Plumage - NoSQL Operational Data Store for Condor
.................................................

Overview
========
This contrib provides components for an ODS capability in Condor using the 
NoSQL database mongodb. The Quill contrib is a similar effort but based on a 
RDBMS model. The essential design of Plumage is to capture the data traffic 
emitted from the various Condor daemons and convert them from the ClassAd form
into a document instance in a mongodb collection. Once converted, these ClassAd
records can be queried simply and directly based on any attribute.

The initial focus of this contrib is to embed a Plumage ODS plugin inside a 
view collector to capture the raw ClassAds for the Machine and Submitter types.
# # # # #
## Stated goal 1:
List each named piece of software in the Plumage overview: the two contribs, the database product, and the system they are built for.
## Stated goal 2:
Answer these from the Plumage overview, one line each:
(a) Which database does Plumage use?
(b) On what model is the Quill contrib based?
(c) Which two ClassAd types does the initial focus aim to capture?
## Stated goal 3:
Repeat the stretch of the Plumage overview from "Plumage - NoSQL" through "and Submitter types.".

Records
# # # # #
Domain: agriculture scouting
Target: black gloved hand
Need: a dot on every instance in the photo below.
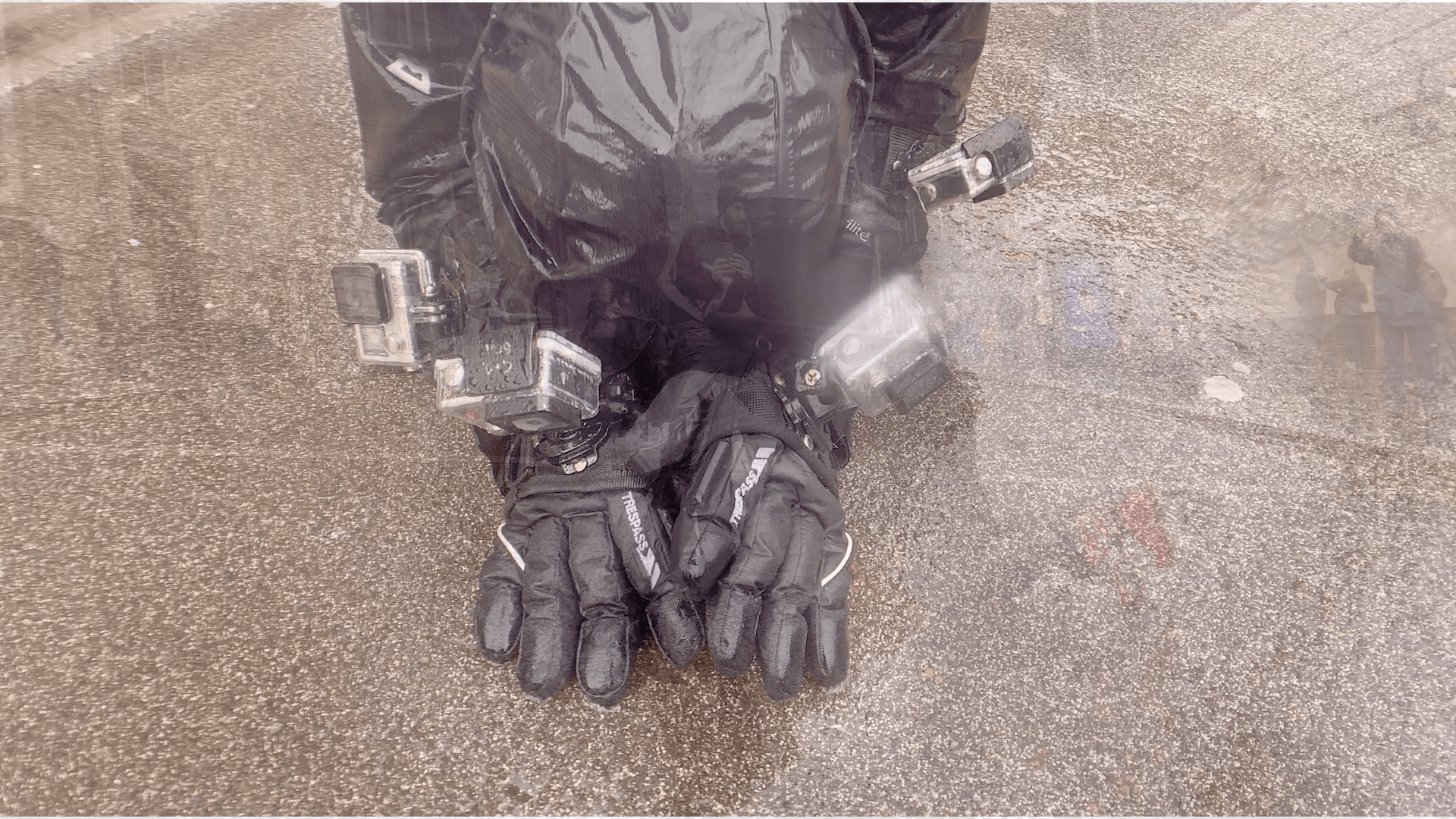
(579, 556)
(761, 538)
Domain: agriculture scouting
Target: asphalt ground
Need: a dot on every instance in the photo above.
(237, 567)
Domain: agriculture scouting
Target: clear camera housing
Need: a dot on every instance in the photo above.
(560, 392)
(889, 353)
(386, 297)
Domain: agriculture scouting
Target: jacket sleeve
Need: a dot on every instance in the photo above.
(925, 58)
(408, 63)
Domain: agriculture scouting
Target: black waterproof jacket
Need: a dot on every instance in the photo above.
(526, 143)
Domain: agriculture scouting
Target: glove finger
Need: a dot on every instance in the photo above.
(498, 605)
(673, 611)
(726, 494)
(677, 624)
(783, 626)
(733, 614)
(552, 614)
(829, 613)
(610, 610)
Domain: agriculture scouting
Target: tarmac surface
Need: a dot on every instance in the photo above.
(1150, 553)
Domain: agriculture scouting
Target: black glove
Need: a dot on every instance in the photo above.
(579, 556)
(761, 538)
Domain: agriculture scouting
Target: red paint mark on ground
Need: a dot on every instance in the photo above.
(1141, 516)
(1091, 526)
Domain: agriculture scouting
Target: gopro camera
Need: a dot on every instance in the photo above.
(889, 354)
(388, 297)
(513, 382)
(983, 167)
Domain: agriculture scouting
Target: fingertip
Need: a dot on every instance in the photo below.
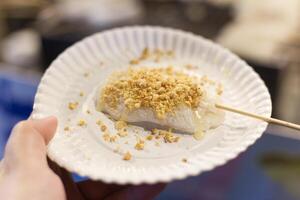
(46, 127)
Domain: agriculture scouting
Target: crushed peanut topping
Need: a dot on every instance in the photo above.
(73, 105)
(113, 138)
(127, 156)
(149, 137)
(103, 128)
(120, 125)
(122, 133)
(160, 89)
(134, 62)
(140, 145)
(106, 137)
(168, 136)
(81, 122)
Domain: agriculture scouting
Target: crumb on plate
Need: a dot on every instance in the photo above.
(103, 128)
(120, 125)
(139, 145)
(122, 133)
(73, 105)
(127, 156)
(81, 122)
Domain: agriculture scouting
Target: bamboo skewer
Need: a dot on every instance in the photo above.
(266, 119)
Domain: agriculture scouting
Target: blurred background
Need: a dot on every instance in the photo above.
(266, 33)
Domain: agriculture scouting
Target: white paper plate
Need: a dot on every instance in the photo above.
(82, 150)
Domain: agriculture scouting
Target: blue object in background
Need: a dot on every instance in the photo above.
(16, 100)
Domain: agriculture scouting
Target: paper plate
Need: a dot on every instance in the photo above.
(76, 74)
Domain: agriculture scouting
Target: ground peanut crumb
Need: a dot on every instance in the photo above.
# # # # #
## Written reply 1:
Plumage
Quill
mongodb
Condor

## Written reply 2:
(a) The NoSQL database mongodb.
(b) An RDBMS model.
(c) Machine and Submitter.

## Written reply 3:
Plumage - NoSQL Operational Data Store for Condor
.................................................

Overview
========
This contrib provides components for an ODS capability in Condor using the 
NoSQL database mongodb. The Quill contrib is a similar effort but based on a 
RDBMS model. The essential design of Plumage is to capture the data traffic 
emitted from the various Condor daemons and convert them from the ClassAd form
into a document instance in a mongodb collection. Once converted, these ClassAd
records can be queried simply and directly based on any attribute.

The initial focus of this contrib is to embed a Plumage ODS plugin inside a 
view collector to capture the raw ClassAds for the Machine and Submitter types.